◆ Page extract

********

Apricus Biosciences Inc. (NASDAQ:APRI) and Seelos Therapeutics, Inc. have struck a deal to merge. Stockholders from Apricus approved the deal through a vote, which garnered 95% while an 85% supported the reverse stock split. However, even with this approval, the two companies must also adhere to the related securities purchase agreement under Nevada law. Thereafter the company will adopt the name Seelos Therapeutics
According to Richard Pascoe, CEO of Apricus Biosciences, the merger will offer value, which will serve the interests of the company’s shareholders. Apricus will also tap Seelos’ diversified pipeline of late-stage clinical assets. Thus being able to address the high demand for unmet needs.
The transaction brings together a vision to develop and advance innovative therapeutics
There are hundred thousands of people suffering from central nervous system (CNS). This is a condition, which requires urgent medical attention. This consideration has also accelerated the need for the merge, and the anticipation is that it will help in attending to such.
It is a noble cause as the CEO of Seelos explained. Raj Mehra was speaking in a joint press release where he emphasized, “We look forward to establishing a leadership position in the field of neurologic disorders, growing our team, driving long-term shareholder value, and bringing to market therapies for patients who currently have no viable treatment options.”
The two companies have robust portfolios all targeting psychiatric and movement disorders. The New York-based Seelos works for the good of patients with CNS disorders. On the other hand, Apricus puts a keen eye on innovative medicines in urology and rheumatology.
What terms will drive the completion of the merger?
The anticipation is that the duo will close the merger deal in January 2019 having met certain customary closing conditions. The terms dictate that the holders of Seelos’ outstanding capital stock will receive shares of common stock of Apricus. Additionally, Seelos stockholders will clinch 85% of the merged company while Apricus takes 15%. However, the latter will have a 90% entitlement of any cash payments beyond $500,000 received within ten years after the conclusion of the merger.

********

◆ Entries shown
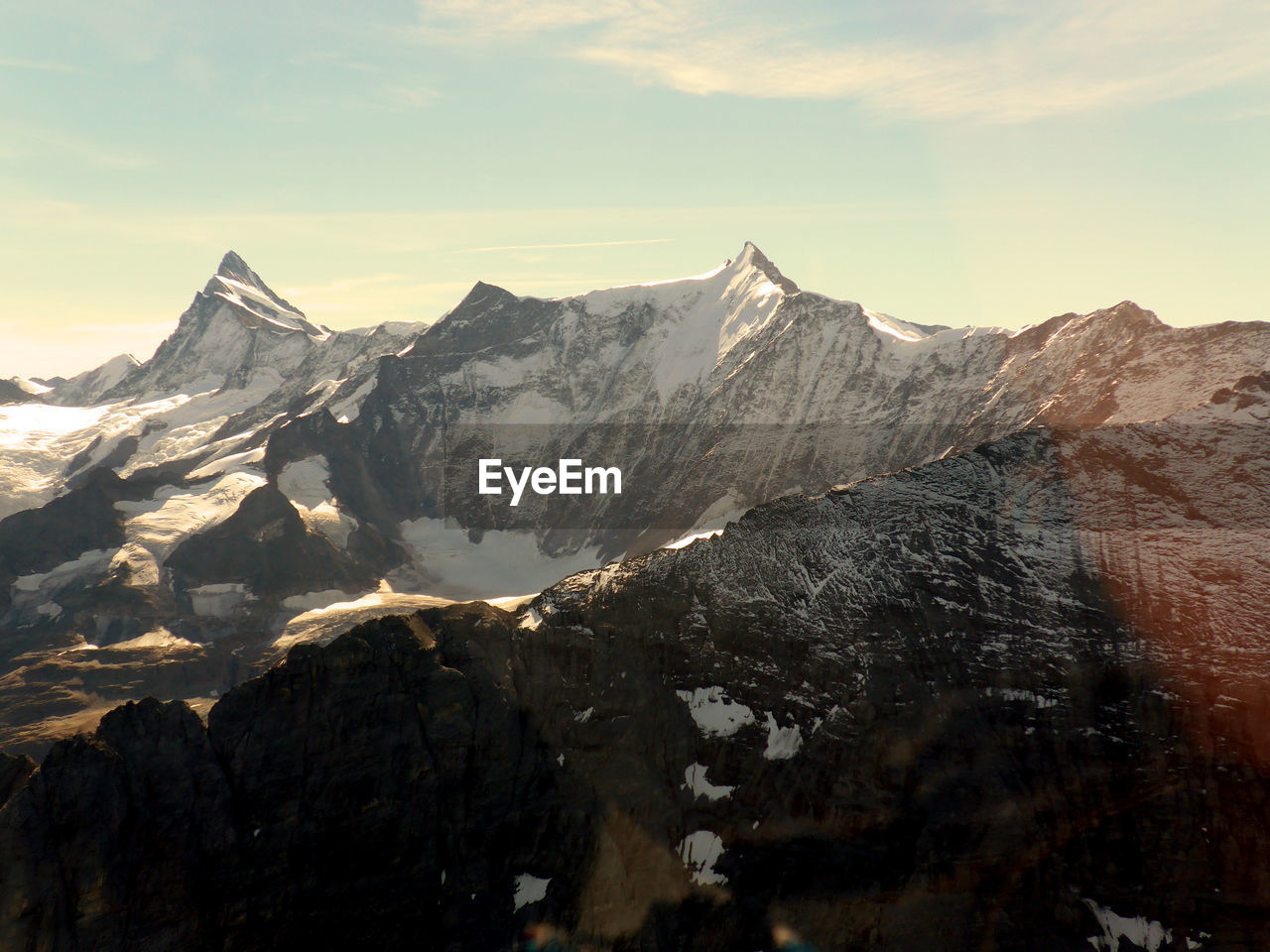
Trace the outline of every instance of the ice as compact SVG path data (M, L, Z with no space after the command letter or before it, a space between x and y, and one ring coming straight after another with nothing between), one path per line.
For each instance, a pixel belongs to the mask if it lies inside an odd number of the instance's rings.
M427 574L392 575L394 588L455 599L490 599L513 592L541 592L566 575L593 569L599 547L551 557L530 532L486 532L479 543L444 519L401 523L403 541L414 548ZM399 584L400 583L400 584Z
M695 688L674 693L688 706L697 729L707 737L730 737L745 725L754 724L754 712L742 703L729 701L724 688Z
M1160 952L1166 942L1172 943L1173 941L1172 929L1166 929L1154 919L1147 919L1142 915L1130 919L1116 915L1091 899L1081 901L1088 906L1093 918L1099 920L1099 925L1102 927L1101 935L1090 935L1090 944L1100 952L1119 952L1120 939L1132 943L1134 948L1146 949L1146 952ZM1187 944L1190 943L1187 942Z
M732 792L737 788L716 787L706 779L707 769L702 764L688 764L687 769L683 770L683 790L691 791L693 796L705 797L706 800L730 797Z
M799 726L781 727L776 717L767 715L767 749L763 750L765 760L789 760L803 746L803 735Z
M686 546L691 546L697 539L712 538L715 536L721 536L721 534L723 529L707 529L705 532L693 532L685 536L683 538L674 539L674 542L667 542L664 546L662 546L662 548L685 548Z
M546 899L547 886L550 885L550 877L544 880L531 873L521 873L516 877L516 895L512 896L513 909L542 901Z
M677 852L683 864L691 871L693 882L701 886L712 886L728 882L728 877L715 872L714 868L719 857L723 856L723 839L718 833L697 830L683 838Z
M246 585L235 581L199 585L188 594L194 614L216 617L232 614L248 599Z

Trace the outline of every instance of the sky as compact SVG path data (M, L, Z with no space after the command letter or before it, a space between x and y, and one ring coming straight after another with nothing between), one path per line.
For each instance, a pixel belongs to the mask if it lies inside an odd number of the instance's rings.
M747 240L923 324L1270 319L1266 51L1264 0L15 0L0 377L149 357L229 249L337 329Z

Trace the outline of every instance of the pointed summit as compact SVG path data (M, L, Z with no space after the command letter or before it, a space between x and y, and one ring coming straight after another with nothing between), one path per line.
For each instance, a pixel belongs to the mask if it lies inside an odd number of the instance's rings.
M798 284L781 274L780 268L772 264L772 259L765 255L753 241L747 241L735 260L729 261L725 267L735 272L756 270L766 275L772 284L786 294L799 293Z
M216 273L225 278L239 278L240 281L259 281L259 275L246 267L246 261L232 249L225 253Z
M264 327L276 334L302 331L319 339L329 335L325 329L310 324L298 307L276 294L236 251L225 253L203 294L232 305L245 327Z

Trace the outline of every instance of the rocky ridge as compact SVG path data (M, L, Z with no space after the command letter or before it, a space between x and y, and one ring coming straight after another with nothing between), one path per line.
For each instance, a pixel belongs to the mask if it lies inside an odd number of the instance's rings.
M372 622L206 730L122 708L18 769L5 939L1264 947L1270 652L1236 609L1270 571L1157 545L1270 551L1262 391L781 499L518 614Z

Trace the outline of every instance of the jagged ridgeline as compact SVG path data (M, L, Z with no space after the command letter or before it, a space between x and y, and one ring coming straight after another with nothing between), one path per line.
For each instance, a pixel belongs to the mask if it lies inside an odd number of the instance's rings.
M230 254L0 395L0 948L1265 947L1267 366L752 245L331 331Z
M122 707L5 768L0 946L1265 948L1264 423L1224 407L1267 385L368 622L206 727Z

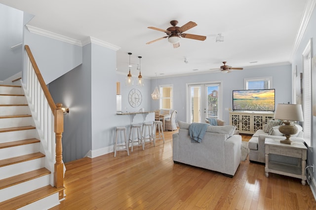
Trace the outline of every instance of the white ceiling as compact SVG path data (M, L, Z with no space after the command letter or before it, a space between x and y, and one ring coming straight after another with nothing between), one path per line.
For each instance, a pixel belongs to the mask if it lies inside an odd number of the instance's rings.
M0 0L35 17L28 25L78 40L88 36L114 44L117 70L128 70L132 53L133 76L142 56L142 74L153 77L196 73L219 68L290 63L308 0ZM147 28L166 29L170 21L198 26L186 33L205 35L205 41L182 38L173 48L166 35ZM218 33L224 41L216 42ZM186 57L188 64L184 62ZM254 64L250 62L257 62ZM198 70L194 71L193 70Z

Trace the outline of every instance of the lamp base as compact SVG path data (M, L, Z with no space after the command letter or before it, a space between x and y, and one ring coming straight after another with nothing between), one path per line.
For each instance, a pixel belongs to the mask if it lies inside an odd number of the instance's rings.
M291 137L291 135L297 133L297 128L293 123L291 123L289 121L283 121L283 123L284 124L280 125L278 127L278 130L284 134L286 139L284 140L280 140L280 143L291 144L292 141L290 140L290 137Z

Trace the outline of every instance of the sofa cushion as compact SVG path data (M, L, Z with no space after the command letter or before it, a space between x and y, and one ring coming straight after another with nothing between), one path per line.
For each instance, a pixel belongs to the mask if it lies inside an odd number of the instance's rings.
M271 128L277 125L280 125L282 123L281 120L268 120L267 125L265 126L264 131L265 133L268 133L270 131Z
M228 134L230 137L234 135L236 127L233 125L224 125L222 126L208 126L206 131L218 133L219 134Z
M263 130L259 129L257 130L257 131L256 131L256 133L255 133L253 134L253 135L252 135L252 137L259 137L259 135L260 135L260 134L268 134L267 133L265 133Z

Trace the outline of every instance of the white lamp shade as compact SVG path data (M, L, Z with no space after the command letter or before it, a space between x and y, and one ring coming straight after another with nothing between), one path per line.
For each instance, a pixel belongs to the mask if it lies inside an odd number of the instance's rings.
M176 44L180 42L180 37L178 36L170 36L168 38L168 41L171 44Z
M282 120L304 121L302 105L278 104L276 105L274 118Z
M153 93L152 93L152 98L154 100L158 100L160 99L160 93L158 90L158 87L155 88L155 90Z

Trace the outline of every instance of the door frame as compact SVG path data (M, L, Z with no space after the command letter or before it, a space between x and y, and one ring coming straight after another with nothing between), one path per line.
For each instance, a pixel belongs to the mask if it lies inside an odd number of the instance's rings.
M203 85L204 90L205 88L205 85L212 84L219 84L219 88L218 91L218 111L217 112L218 119L221 119L223 117L223 81L205 81L200 82L192 82L186 83L186 122L189 122L189 115L190 114L190 108L191 108L191 100L189 99L189 86L190 85ZM204 90L205 91L205 90ZM207 100L203 100L203 103L204 104L203 105L206 106L207 104ZM205 106L206 107L206 106ZM201 121L202 118L201 118Z

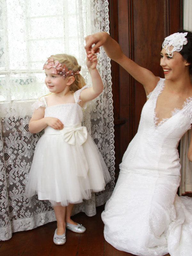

********

◆ What this exercise asks
A - Repeat the part of the merger article that opens with the words containing "Apricus Biosciences Inc." and closes with "for unmet needs.".
B - Answer these questions from the merger article:
(i) What share of the stockholder vote approved the merger deal?
(ii) In which city is Seelos based?
(iii) What percentage of the merged company will Seelos stockholders hold?
The records have nothing to do with what is asked here.

◆ Expected responses
A -
Apricus Biosciences Inc. (NASDAQ:APRI) and Seelos Therapeutics, Inc. have struck a deal to merge. Stockholders from Apricus approved the deal through a vote, which garnered 95% while an 85% supported the reverse stock split. However, even with this approval, the two companies must also adhere to the related securities purchase agreement under Nevada law. Thereafter the company will adopt the name Seelos Therapeutics
According to Richard Pascoe, CEO of Apricus Biosciences, the merger will offer value, which will serve the interests of the company’s shareholders. Apricus will also tap Seelos’ diversified pipeline of late-stage clinical assets. Thus being able to address the high demand for unmet needs.

B -
(i) 95%
(ii) New York
(iii) 85%